*Udostępniony fragment*:
____________________
Polska
• 27.04.2016 12:36
Dziś rocznica Targowicy. Trzy powody, dla których ONI są jeszcze gorsi
Mija właśnie 224. rocznica zawiązania Konfederacji Targowickiej zabiegającej u obcych rządów o interwencję w wewnętrzne sprawy Rzeczpospoliej.


Krzysztof Sitkowski/Gazeta Polska
Mija właśnie 224. rocznica zawiązania Konfederacji Targowickiej zabiegającej u obcych rządów o interwencję w wewnętrzne sprawy Rzeczpospoliej. Ale nawet trzech łajdaków na czele narodowej zdrady mogłoby w swoich biografiach odnaleźć zasługi, których próżno szukać u autorów błagań do carycy w Berlinie i do Brukseli.
„Wyrażamy uznanie wspólnocie euroatlantyckiej i Unii Europejskiej, za jej zaangażowanie na rzecz ochrony praworządności i demokracji w naszym państwie. Prowadzone na jej forach dyskusje […] [są] wyrazem uzasadnionej troski o stan naszego państwa i prawa obywateli” – pisali Wałęsa, Kwaśniewski i Komorowski. Być może kopiowali passus z aktu targowickiego z 27 kwietnia 1792 r., w którym rząd Polski był nazwany „ciemiężycielami”? Wszak na końcu pisma ich oświeceniowi odpowiednicy też chwalili zagranicę: „dzielnej pomocy tej Wielkiej Monarchini wzywamy, która […] szczęśliwość narodu cenić umie i im pomocną podaje rękę” – wołali Potocki, Branicki i Rzewuski do Petersburga i carycy Katarzyny II. Ale nawet oni, zanurzeni w narodowym odszczepieństwie mieli przewagi, których próżno szukać u dzisiejszych przeciwników reform.
Dlaczego współczesna Targowica jest gorsza?
____________________
*Wycinek danych*:

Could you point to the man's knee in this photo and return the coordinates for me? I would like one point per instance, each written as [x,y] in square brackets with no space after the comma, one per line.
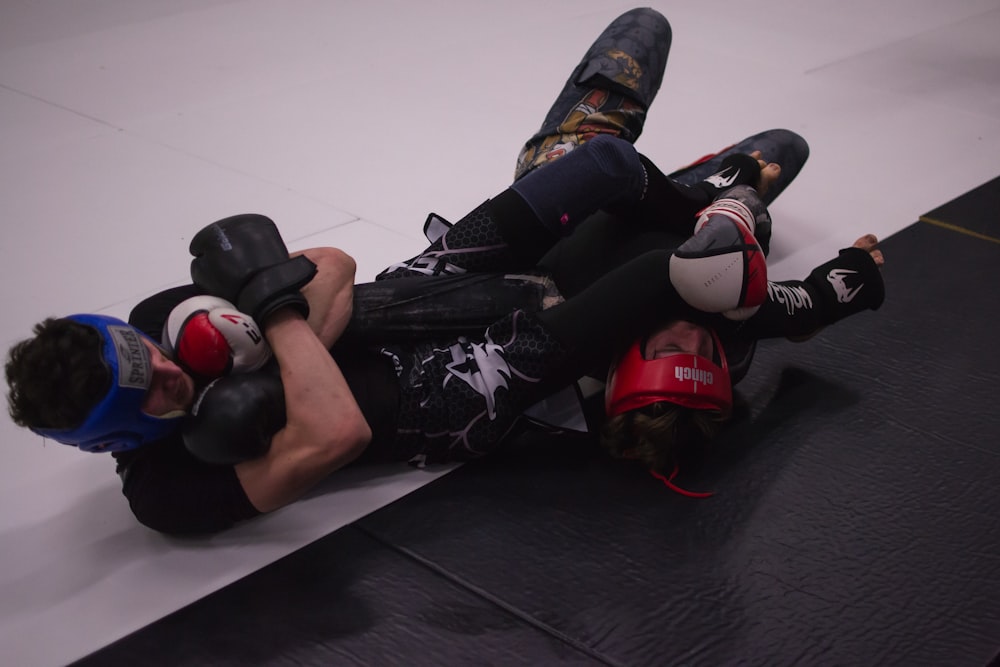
[615,157]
____________________
*Polecenia do wykonania*:
1. Jaką datę nosi akt targowicki przywołany we fragmencie?
2. Zwróć dosłownie odcinek fragmentu od słów „Krzysztof Sitkowski/Gazeta Polska” aż po słowa „i do Brukseli.”.
Wiersze nie odgrywają w tym żadnej roli.

*Odpowiedzi do poleceń*:
1. 27 kwietnia 1792 r.

2.
Krzysztof Sitkowski/Gazeta Polska
Mija właśnie 224. rocznica zawiązania Konfederacji Targowickiej zabiegającej u obcych rządów o interwencję w wewnętrzne sprawy Rzeczpospoliej. Ale nawet trzech łajdaków na czele narodowej zdrady mogłoby w swoich biografiach odnaleźć zasługi, których próżno szukać u autorów błagań do carycy w Berlinie i do Brukseli.